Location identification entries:

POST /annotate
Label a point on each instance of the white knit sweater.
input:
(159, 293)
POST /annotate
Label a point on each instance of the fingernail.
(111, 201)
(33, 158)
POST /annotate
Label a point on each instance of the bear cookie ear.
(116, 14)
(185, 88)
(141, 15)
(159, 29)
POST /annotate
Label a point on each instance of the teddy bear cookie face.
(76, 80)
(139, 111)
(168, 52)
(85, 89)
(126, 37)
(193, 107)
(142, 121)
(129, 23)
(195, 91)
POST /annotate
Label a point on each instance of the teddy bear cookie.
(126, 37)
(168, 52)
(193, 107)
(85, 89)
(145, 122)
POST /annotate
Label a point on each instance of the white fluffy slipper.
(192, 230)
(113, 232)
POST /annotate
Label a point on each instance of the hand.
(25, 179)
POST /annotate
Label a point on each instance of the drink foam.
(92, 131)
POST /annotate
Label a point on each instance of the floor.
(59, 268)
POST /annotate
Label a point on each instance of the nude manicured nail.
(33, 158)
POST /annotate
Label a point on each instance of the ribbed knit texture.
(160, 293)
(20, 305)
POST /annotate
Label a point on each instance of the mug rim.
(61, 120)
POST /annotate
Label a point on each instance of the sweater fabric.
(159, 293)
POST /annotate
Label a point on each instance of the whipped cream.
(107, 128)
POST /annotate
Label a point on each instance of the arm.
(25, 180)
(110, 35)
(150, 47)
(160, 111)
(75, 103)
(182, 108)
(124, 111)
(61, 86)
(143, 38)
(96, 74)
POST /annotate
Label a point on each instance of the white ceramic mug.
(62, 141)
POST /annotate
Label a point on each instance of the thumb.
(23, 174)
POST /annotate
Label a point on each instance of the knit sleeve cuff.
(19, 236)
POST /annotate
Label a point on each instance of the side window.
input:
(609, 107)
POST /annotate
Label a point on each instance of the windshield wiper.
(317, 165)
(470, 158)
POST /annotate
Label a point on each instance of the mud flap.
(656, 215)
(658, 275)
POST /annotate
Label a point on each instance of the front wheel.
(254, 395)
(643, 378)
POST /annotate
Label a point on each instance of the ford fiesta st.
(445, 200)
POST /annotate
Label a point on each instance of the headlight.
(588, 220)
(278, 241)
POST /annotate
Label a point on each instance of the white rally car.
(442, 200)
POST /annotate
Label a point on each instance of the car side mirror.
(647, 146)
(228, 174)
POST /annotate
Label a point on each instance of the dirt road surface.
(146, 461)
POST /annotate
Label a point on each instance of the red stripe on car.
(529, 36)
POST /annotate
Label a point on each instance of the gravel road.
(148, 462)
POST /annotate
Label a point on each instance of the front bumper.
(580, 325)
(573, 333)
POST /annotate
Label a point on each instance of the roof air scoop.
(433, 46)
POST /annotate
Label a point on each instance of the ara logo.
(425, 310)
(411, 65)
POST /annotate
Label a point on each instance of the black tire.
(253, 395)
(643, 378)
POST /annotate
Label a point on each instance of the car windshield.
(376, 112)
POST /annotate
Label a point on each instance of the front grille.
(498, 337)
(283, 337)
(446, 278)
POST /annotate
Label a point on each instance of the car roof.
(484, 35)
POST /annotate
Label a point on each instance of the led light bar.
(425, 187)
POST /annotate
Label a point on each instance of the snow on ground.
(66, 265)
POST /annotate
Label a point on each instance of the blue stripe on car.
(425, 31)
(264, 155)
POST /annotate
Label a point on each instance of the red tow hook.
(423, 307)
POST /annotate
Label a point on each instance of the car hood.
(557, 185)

__The problem__:
From the listing above, extract every line exactly as it stands.

__Complete output__:
POST /annotate
Label a point on each instance of the white knit sweater.
input:
(159, 293)
POST /annotate
Label a point on each instance of the fingernail.
(111, 201)
(33, 158)
POST /annotate
Label a point on each instance of the bear cookie ear.
(116, 14)
(185, 88)
(141, 15)
(159, 29)
POST /annotate
Label a point on each instance of the teddy bear cookie face.
(76, 80)
(139, 111)
(168, 52)
(85, 89)
(126, 37)
(193, 107)
(142, 121)
(129, 23)
(195, 91)
POST /annotate
Label a point on each instance of the teddy bear cookie.
(126, 37)
(168, 52)
(193, 107)
(85, 89)
(145, 122)
POST /annotate
Label a point on each instance of the white fluffy slipper.
(192, 230)
(113, 232)
POST /annotate
Label a point on each instance of the hand.
(25, 179)
POST /annotate
Label a point on each instance of the drink foam.
(92, 131)
POST /annotate
Label a point on each instance of the floor.
(59, 268)
POST /annotate
Label a point on each instance of the nude manicured nail.
(33, 158)
POST /annotate
Label a point on each instance of the ribbed knit texture.
(160, 293)
(20, 305)
POST /annotate
Label a point on each instance of the mug rim.
(61, 120)
POST /annotate
Label a point on each instance of the sweater fabric.
(159, 293)
POST /annotate
Label a point on each instance of the whipped cream.
(107, 128)
POST /annotate
Label a point on each instance of the arm.
(25, 180)
(110, 35)
(150, 47)
(160, 111)
(75, 103)
(182, 108)
(124, 111)
(61, 86)
(143, 38)
(96, 74)
POST /annotate
Label a point on each instance of the white ceramic mug.
(62, 141)
POST /annotate
Label a point on each instance of the thumb.
(23, 174)
POST /annotate
Label a point on each instance of the knit sleeve cuff.
(19, 236)
POST /annotate
Label a point on each instance of the side window.
input:
(609, 107)
POST /annotate
Label a point on each instance of the windshield wiper.
(317, 165)
(470, 158)
POST /annotate
Label a point on each instance of the mud flap.
(656, 215)
(658, 275)
POST /annotate
Label a point on each instance of the front wheel.
(254, 395)
(643, 378)
POST /annotate
Label a point on each instance of the ford fiesta st.
(445, 200)
POST /annotate
Label a point on each instance of the headlight.
(588, 220)
(278, 241)
POST /annotate
Label a point on each instance of the white rally car.
(442, 200)
POST /annotate
Label a point on each instance of the car side mirror.
(647, 146)
(228, 174)
POST /annotate
Label a point on each instance of the dirt road surface.
(146, 461)
POST /annotate
Label a point on each instance of the red stripe on car.
(529, 36)
POST /annotate
Label a point on each instance of the gravel road.
(148, 462)
POST /annotate
Label a point on each instance of the front bumper.
(580, 325)
(573, 333)
POST /annotate
Label a point on each instance of the roof air scoop.
(433, 46)
POST /annotate
Label a point on each instance of the ara logo.
(425, 310)
(411, 65)
POST /annotate
Label a point on each instance of the black tire.
(253, 395)
(643, 378)
POST /annotate
Label a point on each instance of the car windshield.
(376, 112)
POST /annotate
Label a point on each instance of the front grille.
(498, 337)
(283, 337)
(446, 278)
POST /annotate
Label a point on each instance of the car roof.
(484, 35)
POST /annotate
Label a point on each instance of the led light bar.
(425, 187)
POST /annotate
Label a point on each instance of the snow on ground.
(66, 265)
POST /annotate
Label a point on each instance of the blue stripe on car.
(425, 31)
(264, 155)
POST /annotate
Label a point on each instance of the red tow hook.
(423, 307)
POST /annotate
Label a point on each instance of the car hood.
(557, 185)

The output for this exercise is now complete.